[Items listed in a dataset]

* * * * *

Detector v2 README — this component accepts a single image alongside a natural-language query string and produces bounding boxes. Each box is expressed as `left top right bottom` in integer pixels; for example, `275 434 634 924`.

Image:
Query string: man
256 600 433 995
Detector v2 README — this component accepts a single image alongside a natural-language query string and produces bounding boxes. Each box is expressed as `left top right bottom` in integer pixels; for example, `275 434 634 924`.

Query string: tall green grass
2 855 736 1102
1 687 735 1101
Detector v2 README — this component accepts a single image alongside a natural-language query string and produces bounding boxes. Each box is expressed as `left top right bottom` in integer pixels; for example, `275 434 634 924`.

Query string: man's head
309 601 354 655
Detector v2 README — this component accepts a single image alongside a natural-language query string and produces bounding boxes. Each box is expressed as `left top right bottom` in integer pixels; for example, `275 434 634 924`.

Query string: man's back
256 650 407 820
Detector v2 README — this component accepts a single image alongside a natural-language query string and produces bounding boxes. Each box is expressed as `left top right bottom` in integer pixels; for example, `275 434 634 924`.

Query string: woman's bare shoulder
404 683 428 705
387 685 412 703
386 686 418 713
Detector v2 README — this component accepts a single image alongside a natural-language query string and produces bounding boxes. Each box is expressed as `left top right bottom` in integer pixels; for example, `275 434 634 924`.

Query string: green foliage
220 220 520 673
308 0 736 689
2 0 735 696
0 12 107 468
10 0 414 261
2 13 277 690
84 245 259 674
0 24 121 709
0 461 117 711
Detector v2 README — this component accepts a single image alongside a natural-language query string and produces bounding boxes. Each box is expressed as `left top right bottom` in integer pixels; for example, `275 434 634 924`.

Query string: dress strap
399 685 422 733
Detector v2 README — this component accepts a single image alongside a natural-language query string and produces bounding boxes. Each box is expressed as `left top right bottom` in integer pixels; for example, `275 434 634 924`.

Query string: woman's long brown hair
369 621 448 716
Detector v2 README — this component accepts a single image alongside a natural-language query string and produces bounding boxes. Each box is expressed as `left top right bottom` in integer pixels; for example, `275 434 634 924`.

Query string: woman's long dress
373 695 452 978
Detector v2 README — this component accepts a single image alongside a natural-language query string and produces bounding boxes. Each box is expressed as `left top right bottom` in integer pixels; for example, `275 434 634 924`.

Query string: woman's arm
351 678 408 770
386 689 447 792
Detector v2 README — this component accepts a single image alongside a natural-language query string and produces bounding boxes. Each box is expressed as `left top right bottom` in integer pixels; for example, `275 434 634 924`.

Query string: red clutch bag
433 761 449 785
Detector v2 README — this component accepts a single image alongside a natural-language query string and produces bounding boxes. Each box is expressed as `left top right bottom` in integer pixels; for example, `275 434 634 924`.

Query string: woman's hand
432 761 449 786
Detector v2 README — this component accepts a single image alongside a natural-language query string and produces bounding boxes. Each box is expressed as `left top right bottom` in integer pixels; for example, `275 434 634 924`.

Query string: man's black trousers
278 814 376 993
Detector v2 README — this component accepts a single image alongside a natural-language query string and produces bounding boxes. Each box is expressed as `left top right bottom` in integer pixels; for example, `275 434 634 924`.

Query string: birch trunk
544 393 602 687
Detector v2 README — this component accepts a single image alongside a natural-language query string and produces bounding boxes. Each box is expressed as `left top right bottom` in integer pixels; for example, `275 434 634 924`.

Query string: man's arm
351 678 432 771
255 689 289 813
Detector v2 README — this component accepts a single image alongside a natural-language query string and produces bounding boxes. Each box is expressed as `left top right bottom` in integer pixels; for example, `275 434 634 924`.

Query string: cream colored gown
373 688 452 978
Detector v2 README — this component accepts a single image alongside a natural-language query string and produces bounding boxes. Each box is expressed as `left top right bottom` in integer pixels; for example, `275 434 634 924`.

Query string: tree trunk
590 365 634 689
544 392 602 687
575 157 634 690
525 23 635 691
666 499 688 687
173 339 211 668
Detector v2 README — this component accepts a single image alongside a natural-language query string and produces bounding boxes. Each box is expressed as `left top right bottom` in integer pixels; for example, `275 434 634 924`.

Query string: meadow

* * * * *

Copy out the records once more, exactly as they are written.

[Written solution]
Detector v2 README — this component accepts a single image alongside a natural-language query string and produces bounding boxes. Each box is expressed as `left top right bottom` in integer pixels; for example, `275 434 634 924`.

Image:
Query string: man
256 600 433 995
Detector v2 README — this component accepts a single image alongside a natural-language query string and produces bounding boxes. Each box is expressed as `left top right bottom` in integer pixels; for example, `275 434 634 924`.

Query string: tall green grass
2 855 736 1102
1 687 735 1101
Detector v2 README — this component accepts a single image alongside a natural-language query string and produces bounding boxes. Each box is expressed as `left top right bottom` in integer pixels; for example, `275 434 634 924`.

Query string: man's head
309 601 354 655
Detector v2 README — this component accepts a single image alongside a natural-language query string and produces bounding boxes. Each box is expressed as `left top right bottom` in integer pixels; for example, `275 434 634 924`.

Query string: man's back
256 650 407 820
Detector v2 README — this component accepts a single image alongside a natural-language query string and produces bounding boxes. Each box is expressed as `left top right bottom` in integer pixels; for example, `275 434 634 924`.

Query string: woman's bare shoulder
404 683 428 705
387 685 412 703
386 686 418 713
Detector v2 README — this component accepts a single image alongside a natural-language query string and produces bounding boxes. Each box is expressed as `left top right bottom` in integer pixels; for example, `275 434 634 924`.

Query string: green foliage
220 220 520 673
308 0 736 689
2 0 735 696
0 12 107 468
10 0 414 261
2 13 277 690
84 245 259 674
0 24 121 709
0 461 117 711
Detector v2 README — this component accepts a single image alongside a natural-language query string and produces bounding boxes. Each box is expressed as `left top right bottom` in integer pixels; for example, `275 434 634 924`.

Query string: dress strap
399 685 422 733
Detector v2 README — this component accepts a single image alongside a natural-language query string and produces bounding boxes. Each box is expressed as `left top right bottom` in integer pixels; for example, `275 434 634 924`.

Query string: woman's long brown hair
369 621 448 716
Detector v2 README — this component accepts a single image alongside a natural-language query string and produces bounding boxes. Each box is expressed as `left top right bottom` in integer pixels; for example, `275 434 634 924`.

Query string: woman's long dress
373 695 452 978
Detector v2 README — this component accepts a single image alongside a natural-language query string and produces bounding boxes. Each box is expressed as `left top right bottom` in integer pixels; for example, `275 434 634 924`.

Query string: woman's arm
351 678 408 770
386 689 447 792
Detector v2 README — this component accepts a single image alongside a natural-language query string and produces bounding boxes. Each box is expressed as `left top right bottom` in integer pixels; for example, `275 434 634 924`.

Query string: red clutch bag
433 761 449 785
Detector v2 README — this component accepts a single image alongside a natural-language query string and produces bounding boxes. Each box is expressed as `left top right bottom` in integer pixels; for example, `275 434 634 924`.

Query string: woman's hand
432 761 449 786
Detector v2 README — this component accepts a single image alongside a natural-language query string and produces bounding boxes. Each box is expressed as `left top right bottom` in integer pixels; for example, `275 434 634 924`.

Query string: man's black trousers
278 814 376 993
Detector v2 README — this component accepts a single image alongside a natural-language query string and produces bounding boxes. Each box is expressed as `left top right bottom` in integer pixels; for example, `275 434 634 924`.

Query string: birch trunk
544 393 602 687
Detector v2 README — this component accepts a single image alongside a natural-language query string and produces bounding boxes. Each box is expressed as `left top right bottom` in integer pixels; for example, `275 434 634 924`.

Query string: man's arm
351 678 432 771
255 689 289 813
Detector v2 README — this component accepts a single image alongside a natural-language query string and produces bounding boxes. Each box is expressed as `left top right bottom` in integer pixels; for example, `275 434 634 924`.

Query string: cream colored gown
373 688 452 978
Detector v2 README — this component accepts a single image alongside a natural-language query string and produces bounding boxes. Each box is expressed as `left top right bottom` in integer pixels; for example, `275 434 634 924`.

Query string: tree trunk
590 365 634 689
544 392 602 687
575 157 634 690
525 23 635 691
666 499 688 687
173 339 211 668
Detector v2 README — this component accepts a single image alongside a natural-language query string and produces bounding boxes. Each box is expressed as `left top right bottom` in integer pixels; for example, `275 434 634 924`.

Query string: meadow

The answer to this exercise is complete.